#### [所给文本]
----
杭电2018暑假多校第一场 D Distinct Values hdu6301 贪心

Distinct Values

Time Limit: 4000/2000 MS (Java/Others)    Memory Limit: 32768/32768 K (Java/Others)
Total Submission(s): 1411    Accepted Submission(s): 439

Problem Description

Chiaki has an array of n positive integers. You are told some facts about the array: for every two elements ai and aj in the subarray al..r (l≤i<j≤r), ai≠ajholds.
Chiaki would like to find a lexicographically minimal array which meets the facts.

 

Input

There are multiple test cases. The first line of input contains an integer T, indicating the number of test cases. For each test case:

The first line contains two integers n and m (1≤n,m≤105) -- the length of the array and the number of facts. Each of the next m lines contains two integers li and ri (1≤li≤ri≤n).

It is guaranteed that neither the sum of all n nor the sum of all m exceeds 106.

 

Output

For each test case, output n integers denoting the lexicographically minimal array. Integers should be separated by a single space, and no extra spaces are allowed at the end of lines.
----
#### [数据块]
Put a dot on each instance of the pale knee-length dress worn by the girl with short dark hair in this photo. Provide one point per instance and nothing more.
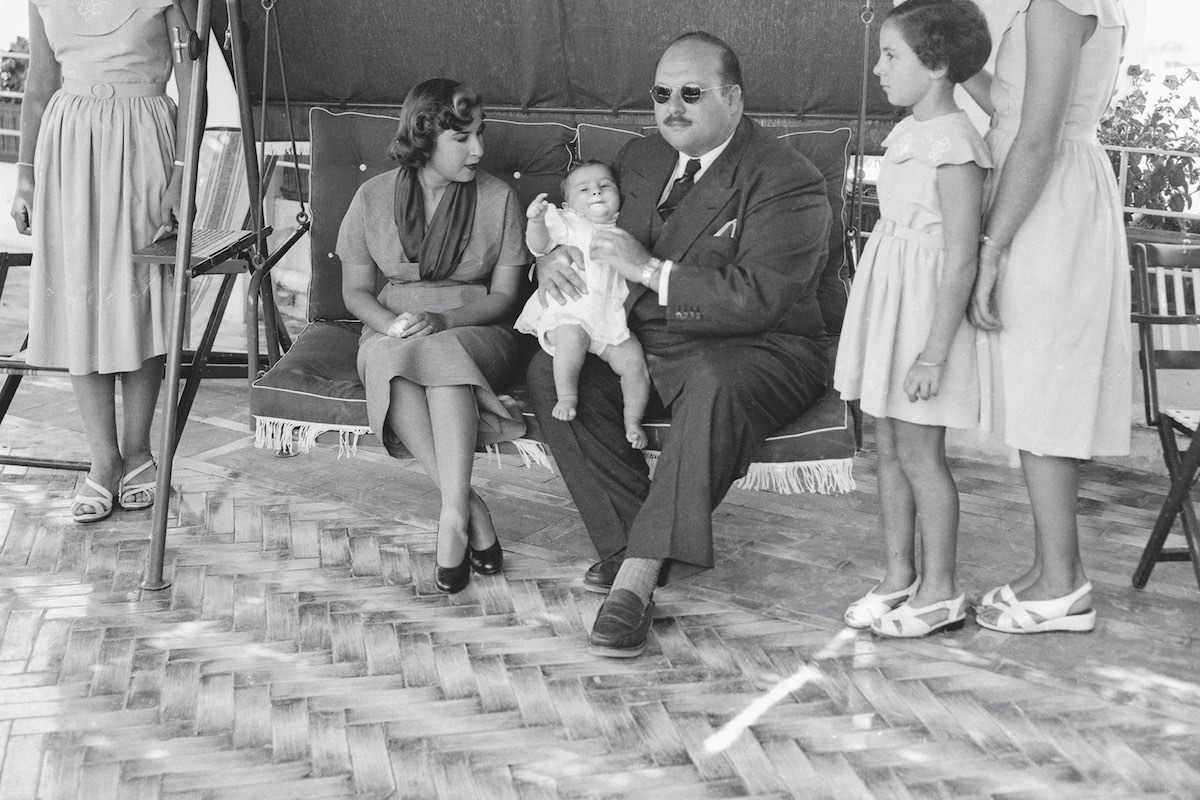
(895, 294)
----
所给文本中这道题的内存限制是多少？ 请仅依据所给文本作答。

#### [练习输出]
32768/32768 K（Java/其他语言）。